[DOKUMEN SUMBER]:

******************************

Hal yang menarik adalah mayoritas muslim dan muslimah Indonesia terindikasi memilih memandang Islam dan melaksanakan kewajiban-kewajiban dalam Islam sebagai ranah pribadi. Keengganan mayoritas pemeluk Islam membawa Islam ke ranah politik dan pemerintahan terlihat dari gagalnya berbagai usaha dalam pemilu dan gagalnya usaha menerapkan standar religius dalam institusi-institusi pemerintahan secara mayoritas. Dalam konteks pemilu, suara mayoritas sebenarnya pernah diraih partai-partai berbasis Islam pada 1955. Tetapi karakter tidak solid dan konflik internal menyebabkan perolehan tersebut tidak dapat dioptimalkan.
Dalam pemilu terakhir di tahun 2014, persentase populasi pemberi suara sah yang mendukung partai dengan warna Islam yang kuat pun hanya sekitar 31.41 persen (PPP, PKB, PKS, PAN, PBB), sebuah penurunan persentase sangat signifikan saat dibandingkan dengan pemilu 1955 yang mencapai sekitar 55 persen (Masyumi dan NU) – dengan catatan pemilu 1955 memiliki cakupan sangat terbatas dibandingkan dengan Pemilu 2014. Persentase 2014 juga secara signifikan berada di bawah persentase penduduk Indonesia yang mayoritas beragama Islam.

******************************

[KUMPULAN BAHAN]:
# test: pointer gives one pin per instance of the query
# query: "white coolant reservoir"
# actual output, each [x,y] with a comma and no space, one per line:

******************************

[DAFTAR TUGAS]:
1. Tuliskan kembali seluruh bagian dokumen sumber, mulai dari "Dalam pemilu terakhir" sampai ke "mayoritas beragama Islam.".
2. Tentukan apakah setiap pernyataan berikut sesuai dengan dokumen sumber, lalu jawab ya atau tidak disertai kutipan persis dari dokumen yang menjadi dasarnya: (a) Partai-partai berbasis Islam pernah meraih suara mayoritas pada pemilu 1955. (b) Pada pemilu 2014, partai dengan warna Islam yang kuat didukung sekitar 55 persen pemberi suara sah. (c) Cakupan pemilu 1955 lebih luas daripada cakupan Pemilu 2014.

[KUMPULAN JAWABAN]:
1.
Dalam pemilu terakhir di tahun 2014, persentase populasi pemberi suara sah yang mendukung partai dengan warna Islam yang kuat pun hanya sekitar 31.41 persen (PPP, PKB, PKS, PAN, PBB), sebuah penurunan persentase sangat signifikan saat dibandingkan dengan pemilu 1955 yang mencapai sekitar 55 persen (Masyumi dan NU) – dengan catatan pemilu 1955 memiliki cakupan sangat terbatas dibandingkan dengan Pemilu 2014. Persentase 2014 juga secara signifikan berada di bawah persentase penduduk Indonesia yang mayoritas beragama Islam.

2.
(a) Ya: "suara mayoritas sebenarnya pernah diraih partai-partai berbasis Islam pada 1955"
(b) Tidak: "persentase populasi pemberi suara sah yang mendukung partai dengan warna Islam yang kuat pun hanya sekitar 31.41 persen"
(c) Tidak: "pemilu 1955 memiliki cakupan sangat terbatas dibandingkan dengan Pemilu 2014"